→ **YOUR OBJECTIVE**
Locate every line in the records below that contains the string "fillet", and copy each of those lines.

Point placement records
= = = = =

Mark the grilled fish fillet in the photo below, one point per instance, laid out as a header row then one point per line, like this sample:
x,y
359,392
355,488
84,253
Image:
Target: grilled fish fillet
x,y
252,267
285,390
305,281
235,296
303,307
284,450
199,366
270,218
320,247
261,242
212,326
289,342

= = = = =

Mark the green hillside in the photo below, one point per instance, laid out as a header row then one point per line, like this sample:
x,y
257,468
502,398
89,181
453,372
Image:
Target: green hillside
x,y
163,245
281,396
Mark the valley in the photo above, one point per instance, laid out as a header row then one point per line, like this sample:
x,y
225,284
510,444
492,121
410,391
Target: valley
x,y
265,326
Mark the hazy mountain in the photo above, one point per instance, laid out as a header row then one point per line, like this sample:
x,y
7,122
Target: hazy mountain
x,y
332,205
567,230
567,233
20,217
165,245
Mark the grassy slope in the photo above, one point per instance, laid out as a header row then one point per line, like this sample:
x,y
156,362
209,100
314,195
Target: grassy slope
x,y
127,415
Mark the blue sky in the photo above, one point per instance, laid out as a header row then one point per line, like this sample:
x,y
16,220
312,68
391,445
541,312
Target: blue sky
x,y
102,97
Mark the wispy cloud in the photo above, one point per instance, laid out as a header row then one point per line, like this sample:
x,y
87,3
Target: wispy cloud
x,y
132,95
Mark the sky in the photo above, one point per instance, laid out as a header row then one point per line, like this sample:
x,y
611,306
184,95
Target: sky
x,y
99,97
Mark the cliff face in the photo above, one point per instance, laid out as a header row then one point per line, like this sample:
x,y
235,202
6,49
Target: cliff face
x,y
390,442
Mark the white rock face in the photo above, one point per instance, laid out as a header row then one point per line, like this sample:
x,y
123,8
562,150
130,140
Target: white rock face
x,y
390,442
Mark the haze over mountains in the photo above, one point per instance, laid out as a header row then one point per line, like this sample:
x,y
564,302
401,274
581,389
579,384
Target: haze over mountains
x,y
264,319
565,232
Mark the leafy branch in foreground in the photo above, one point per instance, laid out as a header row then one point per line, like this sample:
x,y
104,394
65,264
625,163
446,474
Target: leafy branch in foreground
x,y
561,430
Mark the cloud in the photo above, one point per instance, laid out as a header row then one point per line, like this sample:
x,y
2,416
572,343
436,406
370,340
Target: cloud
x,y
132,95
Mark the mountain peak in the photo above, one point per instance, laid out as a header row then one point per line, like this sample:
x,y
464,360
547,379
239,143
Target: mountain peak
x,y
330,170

= = = = =

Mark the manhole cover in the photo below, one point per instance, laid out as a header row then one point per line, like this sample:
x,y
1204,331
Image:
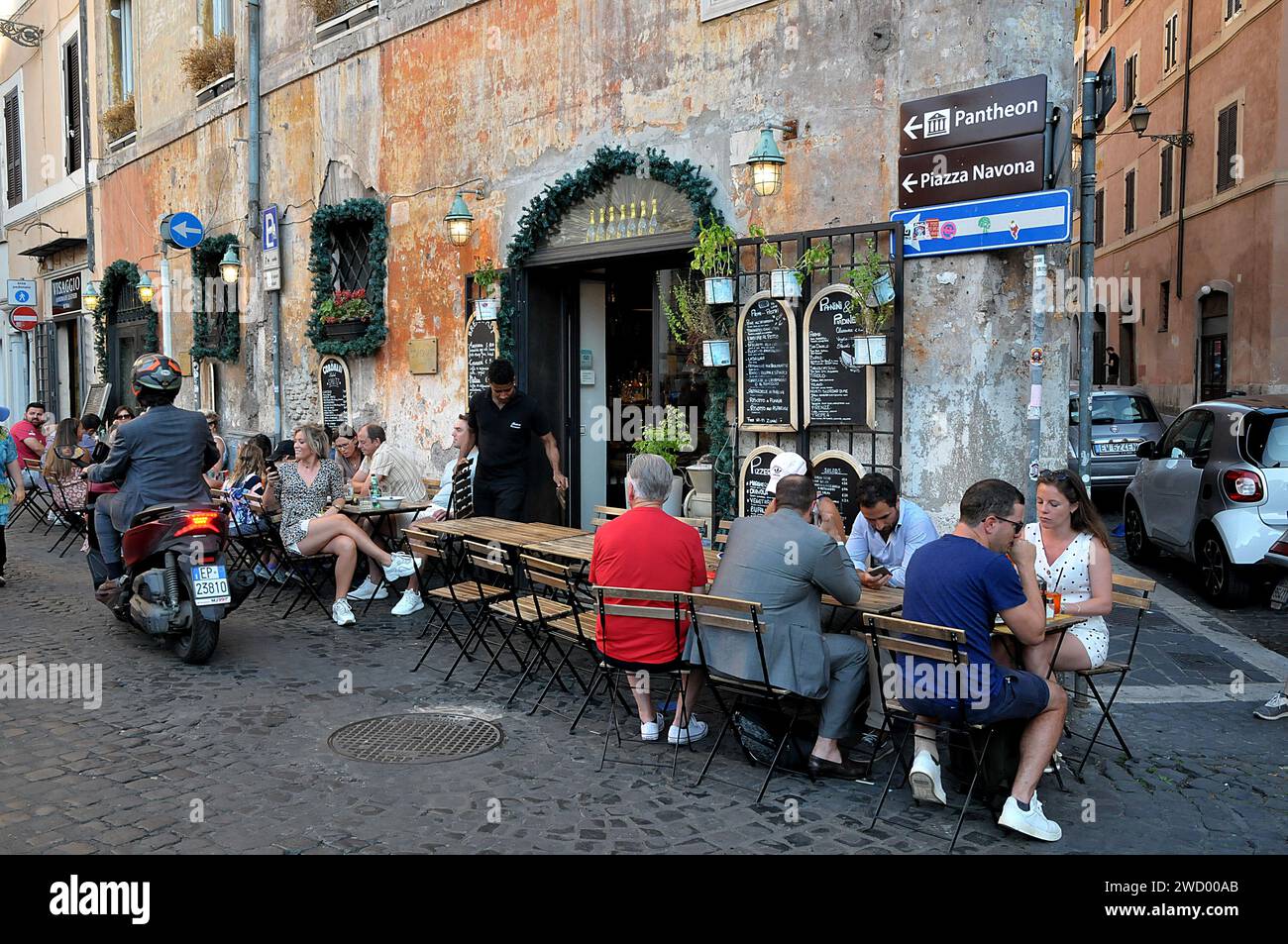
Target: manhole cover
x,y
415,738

= = = = =

→ **FINAL RESULT**
Mark the grilled fish fillet in the photo below, one point per instance, laid out as a header row then one point per line, like this sample:
Target: grilled fish fillet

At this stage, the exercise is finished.